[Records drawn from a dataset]
====
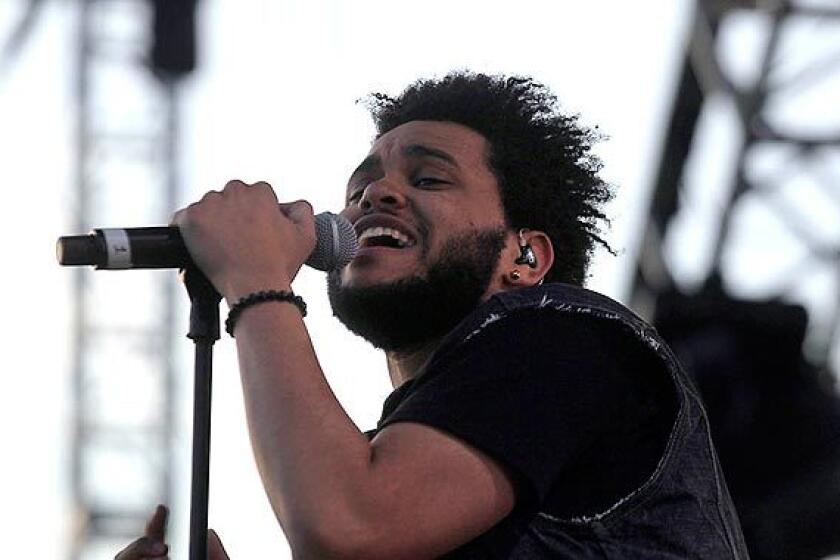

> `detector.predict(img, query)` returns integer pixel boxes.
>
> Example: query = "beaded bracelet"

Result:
[225,289,307,337]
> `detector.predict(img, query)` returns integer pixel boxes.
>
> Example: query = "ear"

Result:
[500,229,554,288]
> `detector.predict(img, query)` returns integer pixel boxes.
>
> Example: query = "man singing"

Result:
[117,72,749,559]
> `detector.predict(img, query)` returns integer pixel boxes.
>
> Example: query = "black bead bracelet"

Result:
[225,289,307,337]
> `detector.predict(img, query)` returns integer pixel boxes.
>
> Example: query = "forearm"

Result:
[170,186,390,553]
[231,300,376,554]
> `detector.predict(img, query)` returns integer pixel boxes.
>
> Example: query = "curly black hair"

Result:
[365,71,614,285]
====
= Work request =
Without the pictures, print the records in full, exactly as they appear.

= Problem solution =
> `detector.predict(img, query)` returns integer pixel boxes.
>
> Example: query = "beaded bracelet"

Result:
[225,289,307,337]
> `detector.predict(img, query)` returns integer pixel boxes.
>
> Example: query = "ear"

Result:
[500,229,554,288]
> `detector.predict(img, query)` returns integer pixel boxes.
>
> Example: query = "man singing"

Result:
[117,72,749,559]
> `detector.predict(img, query)` returns integer pixel boxes.
>
> Example: query = "black bead bracelet"

Result:
[225,289,307,337]
> `detector.predict(img, query)` returns integer pixel boxes.
>
> Example: query = "forearm"

Result:
[170,186,390,553]
[231,300,376,554]
> `detector.predict(img, query)` returns integer pixel boxes.
>
> Example: query = "curly black hair"

Result:
[365,71,614,285]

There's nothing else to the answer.